(Natural-language object grounding data)
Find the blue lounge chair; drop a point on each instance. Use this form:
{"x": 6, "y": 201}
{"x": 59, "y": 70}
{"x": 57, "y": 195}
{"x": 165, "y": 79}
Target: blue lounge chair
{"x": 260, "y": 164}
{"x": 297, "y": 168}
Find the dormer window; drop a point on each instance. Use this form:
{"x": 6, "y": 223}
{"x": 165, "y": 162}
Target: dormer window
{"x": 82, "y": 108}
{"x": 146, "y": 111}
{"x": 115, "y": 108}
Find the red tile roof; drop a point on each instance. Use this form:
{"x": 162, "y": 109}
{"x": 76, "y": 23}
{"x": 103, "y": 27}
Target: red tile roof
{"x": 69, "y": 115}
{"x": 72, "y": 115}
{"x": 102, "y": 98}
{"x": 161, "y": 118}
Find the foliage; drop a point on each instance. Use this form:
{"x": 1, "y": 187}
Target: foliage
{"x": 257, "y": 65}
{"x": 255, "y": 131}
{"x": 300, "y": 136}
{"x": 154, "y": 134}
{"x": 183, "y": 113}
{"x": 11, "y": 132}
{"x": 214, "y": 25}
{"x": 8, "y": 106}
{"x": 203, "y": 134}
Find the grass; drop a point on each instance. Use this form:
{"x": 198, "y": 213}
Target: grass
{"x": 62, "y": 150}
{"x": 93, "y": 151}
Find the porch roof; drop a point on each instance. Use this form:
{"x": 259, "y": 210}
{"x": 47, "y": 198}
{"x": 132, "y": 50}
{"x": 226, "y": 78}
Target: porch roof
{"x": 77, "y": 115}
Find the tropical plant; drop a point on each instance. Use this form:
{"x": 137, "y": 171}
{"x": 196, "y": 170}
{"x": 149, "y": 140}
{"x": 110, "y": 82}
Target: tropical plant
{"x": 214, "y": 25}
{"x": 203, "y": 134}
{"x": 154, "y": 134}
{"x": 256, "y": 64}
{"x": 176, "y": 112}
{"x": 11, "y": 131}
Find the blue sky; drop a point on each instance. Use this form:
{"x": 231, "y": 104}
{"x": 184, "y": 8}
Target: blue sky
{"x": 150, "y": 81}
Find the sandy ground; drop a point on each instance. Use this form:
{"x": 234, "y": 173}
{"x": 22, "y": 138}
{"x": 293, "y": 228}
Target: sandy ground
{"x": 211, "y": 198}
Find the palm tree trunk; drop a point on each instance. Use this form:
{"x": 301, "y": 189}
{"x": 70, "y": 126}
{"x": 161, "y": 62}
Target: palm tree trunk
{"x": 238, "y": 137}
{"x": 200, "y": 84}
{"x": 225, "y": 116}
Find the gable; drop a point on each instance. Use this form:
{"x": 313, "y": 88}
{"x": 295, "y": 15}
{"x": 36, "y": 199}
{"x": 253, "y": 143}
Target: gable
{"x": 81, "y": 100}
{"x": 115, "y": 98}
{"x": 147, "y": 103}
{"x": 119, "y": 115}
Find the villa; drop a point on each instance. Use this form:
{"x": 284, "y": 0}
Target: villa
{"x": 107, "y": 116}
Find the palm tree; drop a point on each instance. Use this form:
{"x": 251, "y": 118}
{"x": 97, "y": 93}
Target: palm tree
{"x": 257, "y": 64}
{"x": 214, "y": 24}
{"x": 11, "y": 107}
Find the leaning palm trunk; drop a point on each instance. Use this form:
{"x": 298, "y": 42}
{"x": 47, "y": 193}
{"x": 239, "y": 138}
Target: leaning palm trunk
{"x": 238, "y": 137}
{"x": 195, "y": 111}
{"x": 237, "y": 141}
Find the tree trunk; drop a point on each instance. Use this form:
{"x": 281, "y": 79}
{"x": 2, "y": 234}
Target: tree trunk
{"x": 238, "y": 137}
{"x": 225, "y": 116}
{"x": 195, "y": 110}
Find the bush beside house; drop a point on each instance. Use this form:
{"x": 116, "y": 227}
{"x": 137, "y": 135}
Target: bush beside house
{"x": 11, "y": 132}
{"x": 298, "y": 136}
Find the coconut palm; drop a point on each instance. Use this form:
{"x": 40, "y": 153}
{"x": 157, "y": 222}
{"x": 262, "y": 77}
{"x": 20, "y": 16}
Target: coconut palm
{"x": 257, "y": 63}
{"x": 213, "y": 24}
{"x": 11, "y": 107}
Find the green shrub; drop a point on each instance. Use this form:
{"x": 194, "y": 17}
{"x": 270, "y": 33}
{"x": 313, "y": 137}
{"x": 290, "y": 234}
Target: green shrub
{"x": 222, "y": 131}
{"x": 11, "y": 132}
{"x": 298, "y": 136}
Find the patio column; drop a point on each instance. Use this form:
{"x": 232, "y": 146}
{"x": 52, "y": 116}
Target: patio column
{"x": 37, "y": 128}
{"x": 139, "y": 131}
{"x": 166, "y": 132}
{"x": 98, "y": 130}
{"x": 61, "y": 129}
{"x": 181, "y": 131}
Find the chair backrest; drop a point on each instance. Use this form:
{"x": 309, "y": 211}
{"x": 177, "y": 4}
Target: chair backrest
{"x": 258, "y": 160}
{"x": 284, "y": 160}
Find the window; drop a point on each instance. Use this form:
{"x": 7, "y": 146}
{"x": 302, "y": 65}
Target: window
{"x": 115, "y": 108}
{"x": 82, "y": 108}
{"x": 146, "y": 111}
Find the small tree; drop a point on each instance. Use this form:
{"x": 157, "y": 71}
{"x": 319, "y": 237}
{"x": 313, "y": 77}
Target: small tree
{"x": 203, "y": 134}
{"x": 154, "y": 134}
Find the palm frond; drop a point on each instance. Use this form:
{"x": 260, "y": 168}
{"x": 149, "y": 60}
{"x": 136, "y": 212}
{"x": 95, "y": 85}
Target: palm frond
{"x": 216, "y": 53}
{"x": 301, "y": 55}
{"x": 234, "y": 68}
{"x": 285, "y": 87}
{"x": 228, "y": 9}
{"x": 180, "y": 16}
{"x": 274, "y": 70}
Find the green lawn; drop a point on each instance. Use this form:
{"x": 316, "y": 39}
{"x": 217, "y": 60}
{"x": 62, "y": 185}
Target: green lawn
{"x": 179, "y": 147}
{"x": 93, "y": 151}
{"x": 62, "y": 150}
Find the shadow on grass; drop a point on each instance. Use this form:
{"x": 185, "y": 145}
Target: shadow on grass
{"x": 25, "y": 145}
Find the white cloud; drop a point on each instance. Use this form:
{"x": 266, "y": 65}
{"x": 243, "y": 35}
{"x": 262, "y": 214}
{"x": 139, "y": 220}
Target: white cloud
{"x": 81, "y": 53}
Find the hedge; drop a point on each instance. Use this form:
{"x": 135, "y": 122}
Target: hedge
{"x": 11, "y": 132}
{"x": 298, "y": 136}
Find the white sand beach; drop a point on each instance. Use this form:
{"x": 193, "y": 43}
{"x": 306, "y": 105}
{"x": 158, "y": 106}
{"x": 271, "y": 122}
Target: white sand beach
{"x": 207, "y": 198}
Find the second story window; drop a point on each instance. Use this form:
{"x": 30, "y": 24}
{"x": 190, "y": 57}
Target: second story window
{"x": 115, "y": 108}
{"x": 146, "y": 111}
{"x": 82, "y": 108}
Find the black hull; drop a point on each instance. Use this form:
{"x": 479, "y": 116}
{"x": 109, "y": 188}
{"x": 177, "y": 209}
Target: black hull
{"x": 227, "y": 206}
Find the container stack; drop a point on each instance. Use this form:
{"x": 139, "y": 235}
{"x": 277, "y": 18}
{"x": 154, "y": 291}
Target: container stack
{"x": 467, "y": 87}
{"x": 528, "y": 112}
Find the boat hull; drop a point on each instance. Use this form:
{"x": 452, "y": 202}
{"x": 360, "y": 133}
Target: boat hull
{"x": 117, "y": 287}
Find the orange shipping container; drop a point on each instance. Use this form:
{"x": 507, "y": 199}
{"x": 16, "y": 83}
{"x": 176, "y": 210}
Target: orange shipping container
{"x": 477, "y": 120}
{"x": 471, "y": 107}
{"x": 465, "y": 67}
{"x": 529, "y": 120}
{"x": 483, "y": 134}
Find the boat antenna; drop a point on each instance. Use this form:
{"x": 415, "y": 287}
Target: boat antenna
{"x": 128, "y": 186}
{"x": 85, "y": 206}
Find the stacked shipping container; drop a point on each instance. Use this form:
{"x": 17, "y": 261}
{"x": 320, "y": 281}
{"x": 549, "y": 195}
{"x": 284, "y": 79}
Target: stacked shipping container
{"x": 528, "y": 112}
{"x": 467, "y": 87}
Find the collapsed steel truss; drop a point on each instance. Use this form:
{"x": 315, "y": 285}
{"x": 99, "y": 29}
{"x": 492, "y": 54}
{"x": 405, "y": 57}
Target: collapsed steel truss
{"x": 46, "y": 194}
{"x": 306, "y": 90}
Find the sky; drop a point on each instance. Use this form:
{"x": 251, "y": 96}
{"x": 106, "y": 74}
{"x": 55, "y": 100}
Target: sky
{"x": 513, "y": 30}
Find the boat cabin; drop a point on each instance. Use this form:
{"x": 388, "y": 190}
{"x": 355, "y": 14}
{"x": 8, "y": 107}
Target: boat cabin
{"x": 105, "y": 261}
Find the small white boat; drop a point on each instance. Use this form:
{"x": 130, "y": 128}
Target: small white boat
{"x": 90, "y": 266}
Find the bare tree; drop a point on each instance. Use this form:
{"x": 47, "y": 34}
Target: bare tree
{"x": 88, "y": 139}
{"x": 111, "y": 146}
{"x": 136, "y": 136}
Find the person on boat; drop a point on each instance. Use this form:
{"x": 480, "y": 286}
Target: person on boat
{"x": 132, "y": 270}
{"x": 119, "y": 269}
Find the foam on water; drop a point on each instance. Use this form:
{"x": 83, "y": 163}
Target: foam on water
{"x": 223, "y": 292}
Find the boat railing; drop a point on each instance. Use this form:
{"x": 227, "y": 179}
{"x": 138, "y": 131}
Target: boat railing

The task:
Filter the records above for lines containing the word "railing", and copy those lines.

Finished task:
Find the boat railing; drop a point on each instance. Use this form:
Target: boat railing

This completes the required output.